**EXERCISE OBJECTIVE**
Locate every line below that contains the word "crowd" and copy it.

═════ INFORMATION ═════

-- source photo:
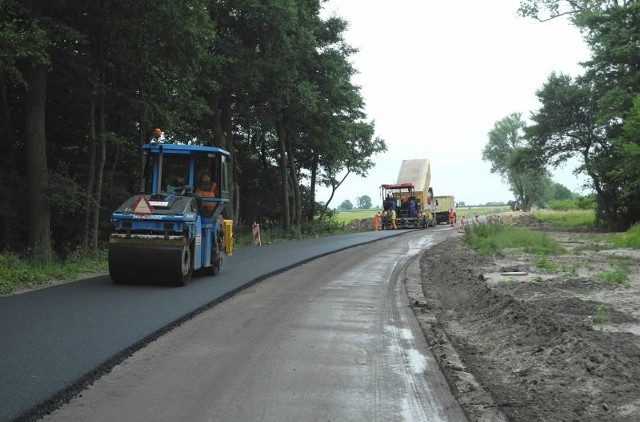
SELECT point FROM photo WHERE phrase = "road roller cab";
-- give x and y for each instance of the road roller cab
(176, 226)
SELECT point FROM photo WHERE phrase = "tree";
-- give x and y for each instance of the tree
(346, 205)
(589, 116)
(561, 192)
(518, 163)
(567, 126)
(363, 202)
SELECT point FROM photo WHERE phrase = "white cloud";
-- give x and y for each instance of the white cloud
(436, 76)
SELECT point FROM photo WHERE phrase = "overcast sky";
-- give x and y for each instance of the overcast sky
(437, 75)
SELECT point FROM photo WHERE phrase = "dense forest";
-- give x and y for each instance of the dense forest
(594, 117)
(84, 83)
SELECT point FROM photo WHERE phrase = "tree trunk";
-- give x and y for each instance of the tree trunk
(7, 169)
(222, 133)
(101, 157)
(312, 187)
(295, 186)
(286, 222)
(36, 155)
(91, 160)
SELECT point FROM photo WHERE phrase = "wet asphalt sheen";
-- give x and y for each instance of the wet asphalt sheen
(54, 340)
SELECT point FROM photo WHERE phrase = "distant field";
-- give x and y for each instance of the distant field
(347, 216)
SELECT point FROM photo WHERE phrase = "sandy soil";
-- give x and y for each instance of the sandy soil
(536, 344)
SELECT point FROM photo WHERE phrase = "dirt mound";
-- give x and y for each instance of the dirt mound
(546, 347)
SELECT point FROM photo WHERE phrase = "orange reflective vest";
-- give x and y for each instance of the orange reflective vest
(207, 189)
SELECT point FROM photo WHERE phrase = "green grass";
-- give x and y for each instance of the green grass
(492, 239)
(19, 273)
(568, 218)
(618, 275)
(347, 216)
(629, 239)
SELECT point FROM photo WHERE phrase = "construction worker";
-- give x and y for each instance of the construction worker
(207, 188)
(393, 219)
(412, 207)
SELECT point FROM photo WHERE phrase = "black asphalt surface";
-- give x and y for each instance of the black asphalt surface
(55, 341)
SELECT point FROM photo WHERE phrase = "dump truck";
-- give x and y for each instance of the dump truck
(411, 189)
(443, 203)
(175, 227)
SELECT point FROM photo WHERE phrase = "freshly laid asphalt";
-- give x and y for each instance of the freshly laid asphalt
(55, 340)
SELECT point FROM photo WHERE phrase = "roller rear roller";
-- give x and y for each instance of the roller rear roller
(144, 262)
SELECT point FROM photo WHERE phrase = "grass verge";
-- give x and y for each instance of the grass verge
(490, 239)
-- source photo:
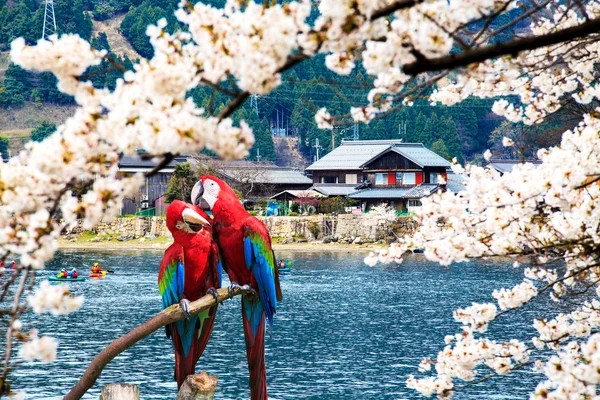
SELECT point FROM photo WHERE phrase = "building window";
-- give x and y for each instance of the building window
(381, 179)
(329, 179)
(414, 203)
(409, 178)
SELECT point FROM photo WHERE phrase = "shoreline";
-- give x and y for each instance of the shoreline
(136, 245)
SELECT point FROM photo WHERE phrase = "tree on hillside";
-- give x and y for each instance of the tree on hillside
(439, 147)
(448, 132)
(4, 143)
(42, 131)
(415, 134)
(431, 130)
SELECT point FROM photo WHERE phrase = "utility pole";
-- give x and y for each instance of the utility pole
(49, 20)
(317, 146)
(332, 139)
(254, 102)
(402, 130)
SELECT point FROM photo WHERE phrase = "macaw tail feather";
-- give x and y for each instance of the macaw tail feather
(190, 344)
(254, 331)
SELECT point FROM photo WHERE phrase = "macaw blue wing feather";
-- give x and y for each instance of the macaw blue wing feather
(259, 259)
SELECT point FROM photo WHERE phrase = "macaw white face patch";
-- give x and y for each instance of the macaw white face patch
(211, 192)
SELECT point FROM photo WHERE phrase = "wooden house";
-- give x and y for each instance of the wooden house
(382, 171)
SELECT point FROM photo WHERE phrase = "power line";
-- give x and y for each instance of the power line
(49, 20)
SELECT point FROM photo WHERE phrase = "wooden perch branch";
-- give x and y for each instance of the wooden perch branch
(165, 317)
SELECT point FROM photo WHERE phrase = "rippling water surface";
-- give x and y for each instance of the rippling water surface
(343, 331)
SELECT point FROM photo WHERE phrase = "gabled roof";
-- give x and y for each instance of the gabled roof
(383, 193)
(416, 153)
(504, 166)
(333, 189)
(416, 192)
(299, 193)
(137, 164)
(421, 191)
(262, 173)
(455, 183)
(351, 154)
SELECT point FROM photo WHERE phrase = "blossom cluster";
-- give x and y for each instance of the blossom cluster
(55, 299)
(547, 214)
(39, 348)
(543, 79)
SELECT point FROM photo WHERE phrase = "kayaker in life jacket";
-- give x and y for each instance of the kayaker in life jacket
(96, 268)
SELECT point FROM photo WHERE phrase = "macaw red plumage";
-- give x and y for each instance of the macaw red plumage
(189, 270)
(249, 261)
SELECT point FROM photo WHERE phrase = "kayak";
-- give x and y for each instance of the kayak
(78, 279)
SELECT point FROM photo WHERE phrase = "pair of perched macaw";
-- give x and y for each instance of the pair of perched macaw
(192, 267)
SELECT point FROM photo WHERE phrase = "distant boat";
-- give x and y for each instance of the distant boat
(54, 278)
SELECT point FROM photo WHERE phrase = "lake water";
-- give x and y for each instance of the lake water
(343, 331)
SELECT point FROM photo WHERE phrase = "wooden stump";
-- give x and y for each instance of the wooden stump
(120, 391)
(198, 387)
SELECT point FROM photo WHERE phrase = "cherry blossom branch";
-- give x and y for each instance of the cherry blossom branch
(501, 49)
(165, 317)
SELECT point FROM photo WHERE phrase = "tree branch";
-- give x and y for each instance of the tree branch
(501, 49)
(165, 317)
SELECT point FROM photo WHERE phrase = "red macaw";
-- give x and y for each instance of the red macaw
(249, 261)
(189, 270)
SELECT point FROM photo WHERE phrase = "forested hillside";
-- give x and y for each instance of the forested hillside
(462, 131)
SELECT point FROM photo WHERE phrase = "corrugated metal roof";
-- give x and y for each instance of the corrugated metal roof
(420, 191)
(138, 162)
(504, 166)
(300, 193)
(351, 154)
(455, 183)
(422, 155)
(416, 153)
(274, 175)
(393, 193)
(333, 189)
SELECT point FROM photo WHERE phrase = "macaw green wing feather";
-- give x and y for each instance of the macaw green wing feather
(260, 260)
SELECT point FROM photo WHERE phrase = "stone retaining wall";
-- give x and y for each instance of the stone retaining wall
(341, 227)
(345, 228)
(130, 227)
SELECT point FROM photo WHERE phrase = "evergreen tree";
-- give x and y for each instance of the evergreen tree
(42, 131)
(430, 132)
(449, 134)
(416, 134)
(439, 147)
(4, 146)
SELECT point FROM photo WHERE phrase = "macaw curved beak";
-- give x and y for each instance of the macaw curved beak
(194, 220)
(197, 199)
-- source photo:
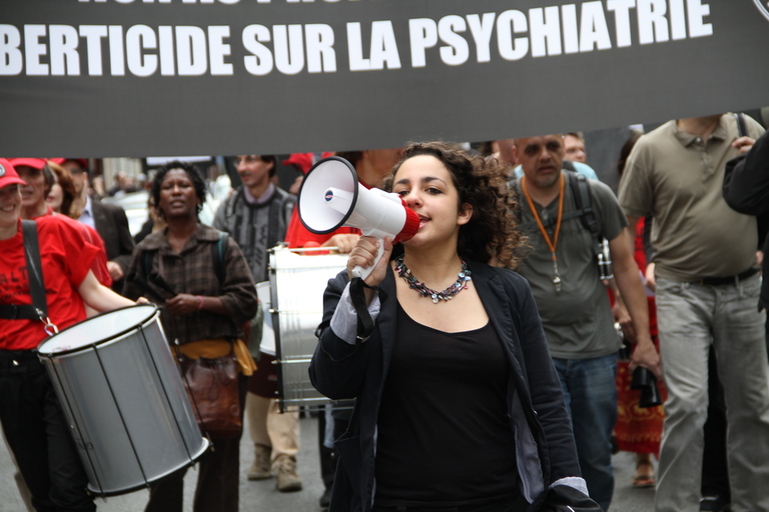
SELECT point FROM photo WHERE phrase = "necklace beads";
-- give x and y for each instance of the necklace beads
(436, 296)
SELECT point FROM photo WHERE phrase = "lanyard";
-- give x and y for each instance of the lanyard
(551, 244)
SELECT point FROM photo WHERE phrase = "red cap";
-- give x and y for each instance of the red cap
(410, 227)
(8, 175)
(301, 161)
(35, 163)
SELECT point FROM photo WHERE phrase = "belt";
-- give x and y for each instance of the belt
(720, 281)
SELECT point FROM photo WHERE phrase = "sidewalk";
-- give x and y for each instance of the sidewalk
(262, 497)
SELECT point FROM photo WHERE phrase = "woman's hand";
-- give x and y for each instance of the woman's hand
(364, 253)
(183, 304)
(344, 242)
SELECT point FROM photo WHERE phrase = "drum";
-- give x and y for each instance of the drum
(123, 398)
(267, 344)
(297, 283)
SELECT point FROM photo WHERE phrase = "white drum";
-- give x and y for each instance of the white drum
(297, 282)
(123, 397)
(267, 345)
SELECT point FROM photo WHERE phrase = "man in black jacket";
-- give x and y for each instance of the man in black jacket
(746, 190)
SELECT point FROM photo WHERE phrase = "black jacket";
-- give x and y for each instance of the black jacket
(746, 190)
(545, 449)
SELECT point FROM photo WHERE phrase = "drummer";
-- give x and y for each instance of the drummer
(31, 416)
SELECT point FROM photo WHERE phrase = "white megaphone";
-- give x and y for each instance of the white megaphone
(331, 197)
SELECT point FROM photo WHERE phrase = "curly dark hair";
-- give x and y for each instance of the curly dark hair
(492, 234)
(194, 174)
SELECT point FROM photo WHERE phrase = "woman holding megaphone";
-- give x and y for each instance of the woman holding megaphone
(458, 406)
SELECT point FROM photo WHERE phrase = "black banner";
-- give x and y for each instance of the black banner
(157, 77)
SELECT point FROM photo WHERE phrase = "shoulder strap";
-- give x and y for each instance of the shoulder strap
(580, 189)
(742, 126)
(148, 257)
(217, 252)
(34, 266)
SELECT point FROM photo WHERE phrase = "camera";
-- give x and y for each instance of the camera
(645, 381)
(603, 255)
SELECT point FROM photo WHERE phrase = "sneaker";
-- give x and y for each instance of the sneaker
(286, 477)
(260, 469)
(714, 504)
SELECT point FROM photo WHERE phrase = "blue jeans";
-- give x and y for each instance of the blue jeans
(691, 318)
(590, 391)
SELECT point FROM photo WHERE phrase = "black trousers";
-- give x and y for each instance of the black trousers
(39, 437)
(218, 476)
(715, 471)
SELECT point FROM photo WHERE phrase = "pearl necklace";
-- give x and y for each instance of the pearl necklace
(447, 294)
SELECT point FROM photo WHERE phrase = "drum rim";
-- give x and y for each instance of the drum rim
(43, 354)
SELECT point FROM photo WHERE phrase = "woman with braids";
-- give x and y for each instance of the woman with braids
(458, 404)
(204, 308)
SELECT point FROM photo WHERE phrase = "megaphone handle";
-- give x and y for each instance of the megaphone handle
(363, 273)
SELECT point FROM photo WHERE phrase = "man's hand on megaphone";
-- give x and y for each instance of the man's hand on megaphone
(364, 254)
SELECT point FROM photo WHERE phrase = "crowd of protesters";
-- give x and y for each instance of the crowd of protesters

═════

**OUTPUT OF THE EXERCISE**
SELECT point FROM photo WHERE phrase = "crowd of protesters";
-- give x and y for each instance of the crowd of protesters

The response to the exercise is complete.